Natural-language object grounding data
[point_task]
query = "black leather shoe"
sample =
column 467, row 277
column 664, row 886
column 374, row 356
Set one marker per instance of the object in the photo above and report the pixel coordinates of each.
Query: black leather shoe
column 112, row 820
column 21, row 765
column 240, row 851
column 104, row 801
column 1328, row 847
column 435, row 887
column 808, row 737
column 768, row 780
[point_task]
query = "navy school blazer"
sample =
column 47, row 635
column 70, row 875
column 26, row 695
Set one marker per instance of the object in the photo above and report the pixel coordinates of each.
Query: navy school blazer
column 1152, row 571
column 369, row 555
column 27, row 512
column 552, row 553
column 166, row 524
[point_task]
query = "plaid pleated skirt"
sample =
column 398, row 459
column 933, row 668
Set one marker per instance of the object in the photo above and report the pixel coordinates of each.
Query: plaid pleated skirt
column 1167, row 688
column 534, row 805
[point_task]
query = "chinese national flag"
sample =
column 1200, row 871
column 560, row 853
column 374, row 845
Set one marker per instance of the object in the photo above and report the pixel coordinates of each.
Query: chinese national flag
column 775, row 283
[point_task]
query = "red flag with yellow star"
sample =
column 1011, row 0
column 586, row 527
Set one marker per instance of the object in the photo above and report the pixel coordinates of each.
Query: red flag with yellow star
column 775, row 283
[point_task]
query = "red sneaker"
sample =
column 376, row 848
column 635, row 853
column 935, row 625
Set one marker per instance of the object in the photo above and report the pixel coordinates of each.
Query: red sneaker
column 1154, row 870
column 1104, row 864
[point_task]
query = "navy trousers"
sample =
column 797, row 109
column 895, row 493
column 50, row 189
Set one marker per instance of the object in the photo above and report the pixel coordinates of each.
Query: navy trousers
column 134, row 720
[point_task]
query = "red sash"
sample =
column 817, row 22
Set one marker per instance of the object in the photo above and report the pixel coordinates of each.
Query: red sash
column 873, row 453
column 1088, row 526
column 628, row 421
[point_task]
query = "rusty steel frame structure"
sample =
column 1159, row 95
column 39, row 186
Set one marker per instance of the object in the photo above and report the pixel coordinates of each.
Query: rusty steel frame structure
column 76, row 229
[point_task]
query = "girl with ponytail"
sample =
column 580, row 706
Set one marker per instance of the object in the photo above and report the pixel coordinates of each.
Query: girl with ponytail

-- Task description --
Filter the records above and return every line that holds the word "ponytail".

-- Output of the task --
query = "girl with ponytail"
Query: girl with ponytail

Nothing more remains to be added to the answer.